STUDY TEXT: Begin

Finally, the Deficit Reduction Act (DRA) requires providers who receive more than $5 million in monies from state Medicaid Programs per year to implement policies and procedures, provide education to employees and put information in their employee handbooks about fraud and abuse compliance. These requirements can be met through implementation of Fraud and Abuse Compliance Programs.
We don't receive reimbursement from the Medicare or Medicaid Programs. Do we still need a Compliance Program?
Statutes and regulations governing fraud and abuse also apply to providers who receive payments from any federal and state healthcare programs, including Medicaid, Medicaid waiver and other federal and state health care programs, such as Tri-Care. Many private insurers have followed the federal government’s “lead” in terms of fraud and abuse enforcement. So private duty providers must have compliance programs, too.
We hear that the OIG has provided guidance for various segments of the healthcare industry regarding Compliance Programs. Specifically, the OIG has already published guidance for clinical laboratories, hospitals, home health agencies, hospices, physicians' practices, third-party billing companies and home medical equipment companies. Should we just use the model guidance that is applicable to us?

STUDY TEXT: End
RECORDS: Begin

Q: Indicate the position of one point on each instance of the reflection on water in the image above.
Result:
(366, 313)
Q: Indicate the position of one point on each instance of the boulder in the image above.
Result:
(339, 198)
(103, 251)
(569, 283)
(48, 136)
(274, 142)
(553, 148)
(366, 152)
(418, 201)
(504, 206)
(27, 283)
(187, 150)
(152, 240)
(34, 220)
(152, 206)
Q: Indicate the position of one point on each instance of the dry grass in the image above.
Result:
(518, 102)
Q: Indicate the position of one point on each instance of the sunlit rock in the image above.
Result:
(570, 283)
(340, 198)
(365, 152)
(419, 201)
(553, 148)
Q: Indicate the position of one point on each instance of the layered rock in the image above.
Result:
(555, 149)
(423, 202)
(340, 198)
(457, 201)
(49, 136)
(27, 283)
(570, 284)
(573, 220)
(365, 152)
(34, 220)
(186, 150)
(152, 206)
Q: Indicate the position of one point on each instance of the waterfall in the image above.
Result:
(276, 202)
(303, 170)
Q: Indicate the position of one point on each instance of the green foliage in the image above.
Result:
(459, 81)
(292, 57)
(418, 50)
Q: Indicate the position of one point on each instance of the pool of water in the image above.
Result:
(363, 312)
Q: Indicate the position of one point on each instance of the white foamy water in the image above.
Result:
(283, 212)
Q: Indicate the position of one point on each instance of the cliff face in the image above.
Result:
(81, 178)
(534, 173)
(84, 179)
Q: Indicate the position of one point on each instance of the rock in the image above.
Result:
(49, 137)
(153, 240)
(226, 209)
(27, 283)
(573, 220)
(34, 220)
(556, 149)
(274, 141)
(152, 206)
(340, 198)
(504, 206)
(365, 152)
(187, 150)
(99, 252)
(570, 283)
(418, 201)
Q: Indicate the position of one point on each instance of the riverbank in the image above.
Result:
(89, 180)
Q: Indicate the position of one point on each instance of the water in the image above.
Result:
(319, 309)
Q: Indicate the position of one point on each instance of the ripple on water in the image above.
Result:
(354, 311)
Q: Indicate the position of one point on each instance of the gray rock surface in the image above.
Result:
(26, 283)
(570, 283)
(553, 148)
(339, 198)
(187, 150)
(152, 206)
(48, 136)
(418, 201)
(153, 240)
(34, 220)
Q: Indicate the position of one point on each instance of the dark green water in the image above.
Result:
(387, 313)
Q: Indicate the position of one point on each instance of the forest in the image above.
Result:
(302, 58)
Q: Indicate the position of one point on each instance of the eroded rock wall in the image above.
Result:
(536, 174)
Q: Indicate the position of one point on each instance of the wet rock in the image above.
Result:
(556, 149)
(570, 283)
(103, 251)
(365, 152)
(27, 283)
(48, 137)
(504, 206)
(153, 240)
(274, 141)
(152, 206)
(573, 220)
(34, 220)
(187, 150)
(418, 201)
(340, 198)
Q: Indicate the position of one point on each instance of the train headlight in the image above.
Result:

RECORDS: End
RECORDS: Begin

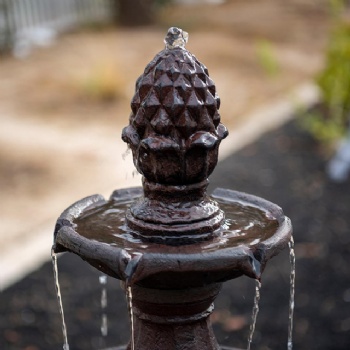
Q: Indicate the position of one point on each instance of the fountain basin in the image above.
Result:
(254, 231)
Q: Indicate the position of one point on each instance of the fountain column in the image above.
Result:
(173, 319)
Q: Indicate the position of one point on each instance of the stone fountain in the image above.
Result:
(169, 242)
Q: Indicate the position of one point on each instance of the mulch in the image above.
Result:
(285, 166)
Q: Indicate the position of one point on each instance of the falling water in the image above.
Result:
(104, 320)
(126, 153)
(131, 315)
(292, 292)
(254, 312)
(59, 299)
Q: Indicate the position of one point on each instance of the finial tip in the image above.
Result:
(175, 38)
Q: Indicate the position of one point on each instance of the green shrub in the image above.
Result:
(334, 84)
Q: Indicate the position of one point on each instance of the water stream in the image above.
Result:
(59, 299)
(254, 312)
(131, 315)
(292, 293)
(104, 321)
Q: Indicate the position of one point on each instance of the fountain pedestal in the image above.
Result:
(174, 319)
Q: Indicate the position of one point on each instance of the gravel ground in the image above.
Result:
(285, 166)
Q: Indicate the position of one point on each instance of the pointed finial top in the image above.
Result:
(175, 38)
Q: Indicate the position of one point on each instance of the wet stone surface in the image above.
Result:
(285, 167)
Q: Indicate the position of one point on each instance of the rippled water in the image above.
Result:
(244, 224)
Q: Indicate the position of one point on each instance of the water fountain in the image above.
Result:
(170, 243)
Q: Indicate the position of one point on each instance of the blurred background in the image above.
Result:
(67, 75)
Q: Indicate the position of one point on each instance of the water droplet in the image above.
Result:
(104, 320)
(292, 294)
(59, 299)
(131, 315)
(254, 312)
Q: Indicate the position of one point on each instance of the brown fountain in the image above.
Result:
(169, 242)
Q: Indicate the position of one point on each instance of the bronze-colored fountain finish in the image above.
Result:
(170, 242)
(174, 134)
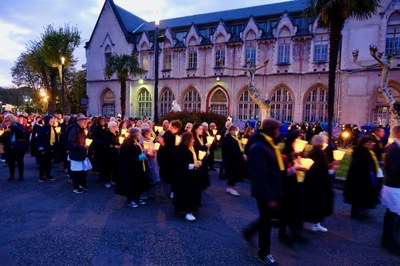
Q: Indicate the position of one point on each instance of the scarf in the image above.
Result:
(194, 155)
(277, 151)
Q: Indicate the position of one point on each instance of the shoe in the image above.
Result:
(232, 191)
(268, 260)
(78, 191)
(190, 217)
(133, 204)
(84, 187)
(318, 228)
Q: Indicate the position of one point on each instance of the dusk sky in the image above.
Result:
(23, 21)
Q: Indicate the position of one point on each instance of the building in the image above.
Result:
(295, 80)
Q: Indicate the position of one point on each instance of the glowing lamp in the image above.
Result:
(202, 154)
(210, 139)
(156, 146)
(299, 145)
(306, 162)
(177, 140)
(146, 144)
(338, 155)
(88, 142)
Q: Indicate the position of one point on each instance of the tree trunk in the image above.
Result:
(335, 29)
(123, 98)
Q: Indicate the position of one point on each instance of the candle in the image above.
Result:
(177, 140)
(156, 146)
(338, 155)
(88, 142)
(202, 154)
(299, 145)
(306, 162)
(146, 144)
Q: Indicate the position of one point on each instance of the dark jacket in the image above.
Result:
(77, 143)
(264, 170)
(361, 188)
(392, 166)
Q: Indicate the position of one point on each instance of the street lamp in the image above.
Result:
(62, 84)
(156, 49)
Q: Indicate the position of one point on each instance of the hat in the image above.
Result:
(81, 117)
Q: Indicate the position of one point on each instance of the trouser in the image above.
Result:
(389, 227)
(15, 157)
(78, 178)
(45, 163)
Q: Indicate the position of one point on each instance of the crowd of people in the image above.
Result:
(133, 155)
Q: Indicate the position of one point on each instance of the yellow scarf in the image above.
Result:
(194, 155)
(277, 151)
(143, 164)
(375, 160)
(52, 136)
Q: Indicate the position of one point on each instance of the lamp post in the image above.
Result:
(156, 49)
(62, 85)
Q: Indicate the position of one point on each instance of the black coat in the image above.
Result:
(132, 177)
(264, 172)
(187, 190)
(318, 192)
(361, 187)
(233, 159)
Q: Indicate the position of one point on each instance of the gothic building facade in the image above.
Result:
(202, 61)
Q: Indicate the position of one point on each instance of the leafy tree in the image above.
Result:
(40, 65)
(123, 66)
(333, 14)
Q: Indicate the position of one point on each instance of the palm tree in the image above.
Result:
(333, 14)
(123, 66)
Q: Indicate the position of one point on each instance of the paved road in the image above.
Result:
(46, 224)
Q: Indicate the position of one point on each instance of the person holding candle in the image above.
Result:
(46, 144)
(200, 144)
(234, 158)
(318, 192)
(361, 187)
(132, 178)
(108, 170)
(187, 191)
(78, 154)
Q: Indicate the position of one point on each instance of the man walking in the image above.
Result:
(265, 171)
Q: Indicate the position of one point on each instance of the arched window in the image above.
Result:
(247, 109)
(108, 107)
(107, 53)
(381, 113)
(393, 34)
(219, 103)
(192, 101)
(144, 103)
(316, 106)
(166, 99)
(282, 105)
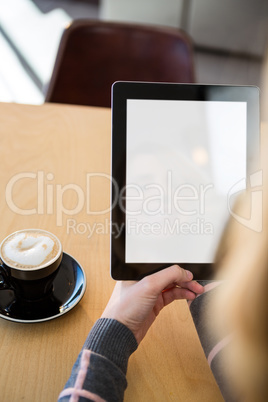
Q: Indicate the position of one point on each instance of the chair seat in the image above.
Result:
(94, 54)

RECORDS: End

TO DO:
A. Reproduce word for word the part of the passage on fraud and abuse compliance that begins at the words "Finally, the Deficit" and stops after the words "a Compliance Program?".
B. Name every segment of the healthcare industry for which, according to the passage on fraud and abuse compliance, the OIG has already published guidance.
The listing has no connection to the passage on fraud and abuse compliance.

RESPONSE LIST:
A.
Finally, the Deficit Reduction Act (DRA) requires providers who receive more than $5 million in monies from state Medicaid Programs per year to implement policies and procedures, provide education to employees and put information in their employee handbooks about fraud and abuse compliance. These requirements can be met through implementation of Fraud and Abuse Compliance Programs.
We don't receive reimbursement from the Medicare or Medicaid Programs. Do we still need a Compliance Program?

B.
- Clinical laboratories
- Hospitals
- Home health agencies
- Hospices
- Physicians' practices
- Third-party billing companies
- Home medical equipment companies